======== RECORDS PROVIDED

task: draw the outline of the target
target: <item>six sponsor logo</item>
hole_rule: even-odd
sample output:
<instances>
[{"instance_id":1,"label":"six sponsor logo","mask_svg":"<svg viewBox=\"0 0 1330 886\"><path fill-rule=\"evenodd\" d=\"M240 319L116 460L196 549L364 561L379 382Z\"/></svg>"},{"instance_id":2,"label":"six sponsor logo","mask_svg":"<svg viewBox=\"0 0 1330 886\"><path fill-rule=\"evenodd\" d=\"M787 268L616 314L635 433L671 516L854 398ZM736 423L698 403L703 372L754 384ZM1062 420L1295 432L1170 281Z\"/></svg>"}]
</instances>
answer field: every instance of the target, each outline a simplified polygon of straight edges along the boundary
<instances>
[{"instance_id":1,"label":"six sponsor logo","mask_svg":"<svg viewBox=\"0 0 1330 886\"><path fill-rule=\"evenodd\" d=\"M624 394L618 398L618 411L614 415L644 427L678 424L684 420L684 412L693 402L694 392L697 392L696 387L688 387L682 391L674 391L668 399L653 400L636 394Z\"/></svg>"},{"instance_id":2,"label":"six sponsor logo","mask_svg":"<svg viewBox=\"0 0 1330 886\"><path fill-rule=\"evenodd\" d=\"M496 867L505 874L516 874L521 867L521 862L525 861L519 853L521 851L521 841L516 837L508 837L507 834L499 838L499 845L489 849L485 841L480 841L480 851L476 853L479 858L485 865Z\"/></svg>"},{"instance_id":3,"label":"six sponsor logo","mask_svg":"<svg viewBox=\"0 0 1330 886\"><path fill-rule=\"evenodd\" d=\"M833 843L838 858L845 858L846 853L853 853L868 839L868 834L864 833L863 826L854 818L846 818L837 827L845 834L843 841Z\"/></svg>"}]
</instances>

================

- [SHORT TASK] Show each line of the rows above that contains the word "outline", copying every such line in full.

- [TASK RESULT]
task: draw the outline of the target
answer field: every instance of the target, each outline a simplified polygon of straight edges along the boundary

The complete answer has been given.